→ **CHALLENGES**:
1) In the notebook on host join dates, retype the passage starting at "When we expand" and ending at "them per month.".
2) How would you render this sentence from the notebook on host join dates in Spanish: "When we expand our window size to a rolling mean for the entire month, the rare events continue to dominate the spikes and lags in the dataset."
3) Which Python libraries does the notebook on host join dates import, and under what alias is each one imported?

→ **GIVEN TEXT**:
# Examining Host Join Dates

A quickie. What's the trend like for people hosting AirBnBs in Boston? How much more popular is AirBnB among hosts now than it was two or three years ago?

**Note**: This data is an incomplete record because it only includes hosts who are still active on the site and not historical hosts who have since taken their properties offline. Without the full historical record we're limited in what we can do! Furthermore, the size of the property sample is small relative to the timespan, so we don't have enough data to e.g. measure the impact of holidays on listings or what have you. It's important to understand not just what can do with data but also what you can't!

In [None]:
import numpy as np
import pandas as pd
import seaborn as sns
pd.set_option("max_columns", None)

In [None]:
listings = pd.read_csv("../input/listings.csv")

In [None]:
listings.head()

In [None]:
join_dates = pd.to_datetime(listings['host_since']).value_counts().resample('D').mean().fillna(0)

Surprisingly, the statistical picture is dominated by a few rare events, times during which lots and lots of people signed up.

In [None]:
join_dates.plot()

In [None]:
join_dates.value_counts()

In [None]:
np.argmax(join_dates)

Oftentimes when doing time-series analyses like this when something sticks out this strongly a quick news search brings up a culprit.

Unfortunately in this case there's nothing interesting about this date in the news, at least not as far as I can tell. We don't have enough domain-specific knowledge to make sense of it!

When we expand our window size to a rolling mean for the entire month, the rare events continue to dominate the spikes and lags in the dataset.

In [None]:
join_dates.rolling(window=31).mean().plot()

Are people more likely to list on weekdays than weekends, or vice versa? No.

In [None]:
pd.to_datetime(listings['host_since']).dt.dayofweek.value_counts().sort_index().plot(kind='bar')

Finally, looking at the month-to-month picture, an expanding window mean shows that the Boston AirBnB market has averaged approximately 40 still-active listings per month over the course of its history in the city.

These days there are more like 60 or so of them per month.

In [None]:
join_dates.resample("M").sum().plot()
join_dates.resample("M").sum().expanding(min_periods=4).mean().plot()

→ **DATA ROWS**:

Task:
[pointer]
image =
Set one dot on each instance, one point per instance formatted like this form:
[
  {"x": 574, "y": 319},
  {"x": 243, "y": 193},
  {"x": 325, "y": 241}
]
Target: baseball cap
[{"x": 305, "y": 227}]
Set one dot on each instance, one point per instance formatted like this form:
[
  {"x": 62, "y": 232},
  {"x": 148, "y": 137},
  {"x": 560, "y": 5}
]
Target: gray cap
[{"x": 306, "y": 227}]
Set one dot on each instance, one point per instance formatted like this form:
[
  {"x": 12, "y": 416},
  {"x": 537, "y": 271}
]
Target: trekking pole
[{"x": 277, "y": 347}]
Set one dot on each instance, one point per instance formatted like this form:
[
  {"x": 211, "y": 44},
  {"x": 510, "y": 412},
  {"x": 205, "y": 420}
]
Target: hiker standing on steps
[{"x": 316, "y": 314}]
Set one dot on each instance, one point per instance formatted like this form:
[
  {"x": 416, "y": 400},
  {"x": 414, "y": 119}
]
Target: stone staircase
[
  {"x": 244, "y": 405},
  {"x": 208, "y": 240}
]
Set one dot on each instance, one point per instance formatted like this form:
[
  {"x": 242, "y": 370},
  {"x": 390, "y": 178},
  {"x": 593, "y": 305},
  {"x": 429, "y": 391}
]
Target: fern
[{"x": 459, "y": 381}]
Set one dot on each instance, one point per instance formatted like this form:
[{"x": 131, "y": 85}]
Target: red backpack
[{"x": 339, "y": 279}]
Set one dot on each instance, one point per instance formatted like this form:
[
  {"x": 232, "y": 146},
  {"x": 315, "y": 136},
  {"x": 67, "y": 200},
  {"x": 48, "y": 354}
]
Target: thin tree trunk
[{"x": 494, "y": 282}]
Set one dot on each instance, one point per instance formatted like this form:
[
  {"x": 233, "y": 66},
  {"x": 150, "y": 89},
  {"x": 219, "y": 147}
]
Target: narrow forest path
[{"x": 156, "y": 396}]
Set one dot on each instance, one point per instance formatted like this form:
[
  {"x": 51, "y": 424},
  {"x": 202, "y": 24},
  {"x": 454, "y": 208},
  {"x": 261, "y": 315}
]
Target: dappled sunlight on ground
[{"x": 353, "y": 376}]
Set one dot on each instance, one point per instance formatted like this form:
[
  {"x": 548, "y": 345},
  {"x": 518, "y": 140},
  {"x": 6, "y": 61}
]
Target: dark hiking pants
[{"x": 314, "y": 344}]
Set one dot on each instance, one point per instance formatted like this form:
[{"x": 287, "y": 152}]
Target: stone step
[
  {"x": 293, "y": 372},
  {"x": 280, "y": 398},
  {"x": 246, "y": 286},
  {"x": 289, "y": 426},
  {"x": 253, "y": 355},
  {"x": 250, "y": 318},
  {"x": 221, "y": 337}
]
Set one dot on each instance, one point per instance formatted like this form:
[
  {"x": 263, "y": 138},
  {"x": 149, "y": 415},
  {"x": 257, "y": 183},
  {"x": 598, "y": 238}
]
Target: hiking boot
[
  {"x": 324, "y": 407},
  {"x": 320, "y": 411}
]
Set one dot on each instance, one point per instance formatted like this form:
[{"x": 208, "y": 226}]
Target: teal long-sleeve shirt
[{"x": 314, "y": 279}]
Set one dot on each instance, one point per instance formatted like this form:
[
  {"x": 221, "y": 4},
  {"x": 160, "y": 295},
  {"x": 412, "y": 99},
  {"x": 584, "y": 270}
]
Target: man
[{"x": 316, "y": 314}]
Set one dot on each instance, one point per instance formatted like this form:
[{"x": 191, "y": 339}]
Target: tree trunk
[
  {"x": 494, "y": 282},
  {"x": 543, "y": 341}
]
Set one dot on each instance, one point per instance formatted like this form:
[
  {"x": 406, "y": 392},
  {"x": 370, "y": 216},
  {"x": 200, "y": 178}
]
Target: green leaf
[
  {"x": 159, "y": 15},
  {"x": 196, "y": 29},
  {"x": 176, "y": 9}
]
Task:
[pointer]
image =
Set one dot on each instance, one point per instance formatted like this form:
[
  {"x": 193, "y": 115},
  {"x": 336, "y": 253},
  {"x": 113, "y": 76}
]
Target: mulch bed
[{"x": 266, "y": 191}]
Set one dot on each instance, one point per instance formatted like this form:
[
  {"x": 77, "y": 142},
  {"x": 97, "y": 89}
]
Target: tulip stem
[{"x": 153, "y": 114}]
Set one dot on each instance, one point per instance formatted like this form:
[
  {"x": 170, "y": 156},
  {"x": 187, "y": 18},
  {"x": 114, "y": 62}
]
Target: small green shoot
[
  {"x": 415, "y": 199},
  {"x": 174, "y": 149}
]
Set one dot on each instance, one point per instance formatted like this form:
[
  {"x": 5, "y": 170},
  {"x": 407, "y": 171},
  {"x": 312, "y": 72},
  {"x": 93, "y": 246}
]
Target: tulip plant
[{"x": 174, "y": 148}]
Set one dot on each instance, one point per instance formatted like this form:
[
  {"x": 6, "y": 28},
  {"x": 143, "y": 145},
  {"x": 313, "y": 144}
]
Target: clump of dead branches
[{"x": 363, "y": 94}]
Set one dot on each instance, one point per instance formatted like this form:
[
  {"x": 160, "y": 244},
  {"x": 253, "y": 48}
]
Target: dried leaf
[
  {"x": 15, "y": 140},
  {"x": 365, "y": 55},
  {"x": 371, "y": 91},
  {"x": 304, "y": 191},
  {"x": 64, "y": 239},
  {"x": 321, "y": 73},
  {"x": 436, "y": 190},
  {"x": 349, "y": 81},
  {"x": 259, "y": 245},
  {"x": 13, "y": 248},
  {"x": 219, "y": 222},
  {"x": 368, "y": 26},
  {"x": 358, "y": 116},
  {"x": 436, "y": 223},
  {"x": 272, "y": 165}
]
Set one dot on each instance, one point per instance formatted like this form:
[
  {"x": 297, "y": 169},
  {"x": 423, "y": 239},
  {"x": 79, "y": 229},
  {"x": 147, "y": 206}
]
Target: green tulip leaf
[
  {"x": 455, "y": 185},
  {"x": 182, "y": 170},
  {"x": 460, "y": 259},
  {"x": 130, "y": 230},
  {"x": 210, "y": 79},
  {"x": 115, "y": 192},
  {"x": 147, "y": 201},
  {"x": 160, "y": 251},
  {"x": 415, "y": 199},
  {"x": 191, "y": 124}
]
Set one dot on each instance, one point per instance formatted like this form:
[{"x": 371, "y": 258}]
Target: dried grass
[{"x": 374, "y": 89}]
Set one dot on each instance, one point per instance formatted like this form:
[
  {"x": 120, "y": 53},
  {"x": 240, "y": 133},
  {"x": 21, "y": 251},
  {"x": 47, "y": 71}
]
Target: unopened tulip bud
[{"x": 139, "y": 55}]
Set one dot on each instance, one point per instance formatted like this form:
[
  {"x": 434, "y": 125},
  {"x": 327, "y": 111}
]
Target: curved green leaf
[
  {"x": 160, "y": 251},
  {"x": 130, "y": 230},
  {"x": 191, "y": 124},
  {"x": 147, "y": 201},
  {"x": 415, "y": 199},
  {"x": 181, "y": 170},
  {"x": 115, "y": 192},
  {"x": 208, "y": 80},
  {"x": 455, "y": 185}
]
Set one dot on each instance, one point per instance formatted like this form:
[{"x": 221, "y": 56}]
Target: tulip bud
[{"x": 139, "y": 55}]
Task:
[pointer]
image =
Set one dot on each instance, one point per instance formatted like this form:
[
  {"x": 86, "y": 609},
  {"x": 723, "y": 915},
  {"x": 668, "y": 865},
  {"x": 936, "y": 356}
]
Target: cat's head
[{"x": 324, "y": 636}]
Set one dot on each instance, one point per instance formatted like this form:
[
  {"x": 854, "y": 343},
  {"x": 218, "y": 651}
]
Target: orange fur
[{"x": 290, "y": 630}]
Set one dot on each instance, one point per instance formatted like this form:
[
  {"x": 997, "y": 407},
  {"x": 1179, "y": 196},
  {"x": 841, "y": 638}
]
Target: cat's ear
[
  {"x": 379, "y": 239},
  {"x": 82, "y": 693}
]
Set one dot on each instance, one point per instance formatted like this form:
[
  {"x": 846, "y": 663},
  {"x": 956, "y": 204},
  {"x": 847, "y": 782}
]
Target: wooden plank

→ **PROBLEM SOLUTIONS**:
1)
When we expand our window size to a rolling mean for the entire month, the rare events continue to dominate the spikes and lags in the dataset.

In [None]:
join_dates.rolling(window=31).mean().plot()

Are people more likely to list on weekdays than weekends, or vice versa? No.

In [None]:
pd.to_datetime(listings['host_since']).dt.dayofweek.value_counts().sort_index().plot(kind='bar')

Finally, looking at the month-to-month picture, an expanding window mean shows that the Boston AirBnB market has averaged approximately 40 still-active listings per month over the course of its history in the city.

These days there are more like 60 or so of them per month.

2) Cuando ampliamos el tamaño de nuestra ventana a una media móvil de todo el mes, los eventos poco frecuentes siguen dominando los picos y los retrasos en el conjunto de datos.

3)
- numpy, as np
- pandas, as pd
- seaborn, as sns